# WORK TO DO
Copy out all the entries below, swapping each "outline" for "boundary" and leaving every other character untouched.

# AVAILABLE DATA
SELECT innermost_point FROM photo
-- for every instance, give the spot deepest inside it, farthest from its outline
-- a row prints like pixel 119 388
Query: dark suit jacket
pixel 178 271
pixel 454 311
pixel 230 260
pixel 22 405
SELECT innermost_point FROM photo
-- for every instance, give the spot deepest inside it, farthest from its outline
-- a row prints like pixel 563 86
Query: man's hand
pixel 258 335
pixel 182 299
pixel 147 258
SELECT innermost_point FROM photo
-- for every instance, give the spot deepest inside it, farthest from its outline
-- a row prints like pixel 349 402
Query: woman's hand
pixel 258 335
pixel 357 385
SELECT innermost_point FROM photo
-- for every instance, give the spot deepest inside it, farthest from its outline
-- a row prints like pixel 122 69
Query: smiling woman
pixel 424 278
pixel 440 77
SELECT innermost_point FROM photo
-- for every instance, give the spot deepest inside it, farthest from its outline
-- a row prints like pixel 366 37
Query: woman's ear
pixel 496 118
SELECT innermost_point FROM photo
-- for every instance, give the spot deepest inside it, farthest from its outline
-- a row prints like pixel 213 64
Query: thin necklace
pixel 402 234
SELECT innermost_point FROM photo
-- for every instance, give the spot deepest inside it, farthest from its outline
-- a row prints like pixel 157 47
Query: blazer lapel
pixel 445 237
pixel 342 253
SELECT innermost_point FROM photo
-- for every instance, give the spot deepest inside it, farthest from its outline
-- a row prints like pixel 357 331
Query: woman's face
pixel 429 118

# TASK RESPONSE
SELECT innermost_point FROM photo
-- for every instance, give the spot deepest inside it, farthest from its boundary
-- a row prints like pixel 119 388
Query: dark suit jacket
pixel 178 271
pixel 454 311
pixel 230 260
pixel 22 405
SELECT innermost_point FROM photo
-- for every instance, give the spot deepest inside it, farthest from its boundary
-- a row prints like pixel 563 86
Query: man's hand
pixel 258 335
pixel 182 299
pixel 147 258
SELECT innermost_point FROM photo
-- for every instance, give the spot deepest inside it, farthest from its boundary
-- a row prints like pixel 349 402
Query: woman's hand
pixel 258 335
pixel 357 385
SELECT innermost_point FROM photo
-- for every instance, give the spot deepest inside it, farthest from its boundary
-- a row prints like pixel 122 69
Query: smiling woman
pixel 424 278
pixel 440 77
SELECT innermost_point FROM photo
-- for every instance, give the spot deepest inside it, farthest from its boundary
-- a row prints like pixel 366 37
Query: woman's ear
pixel 496 118
SELECT innermost_point FROM photo
-- for every instance, give the spot deepest inside it, farthest from its boundary
-- a row prints like pixel 213 64
Query: thin necklace
pixel 402 234
SELECT innermost_point FROM photo
-- for every instance, give the spot deepest inside it, farthest from its boundary
-- a row prints like pixel 157 47
Query: blazer lapel
pixel 445 237
pixel 342 253
SELECT innermost_point FROM photo
-- for every instance, give the spot deepest inside it, farthest from its boundary
-- a row prints like pixel 357 331
Query: woman's face
pixel 429 118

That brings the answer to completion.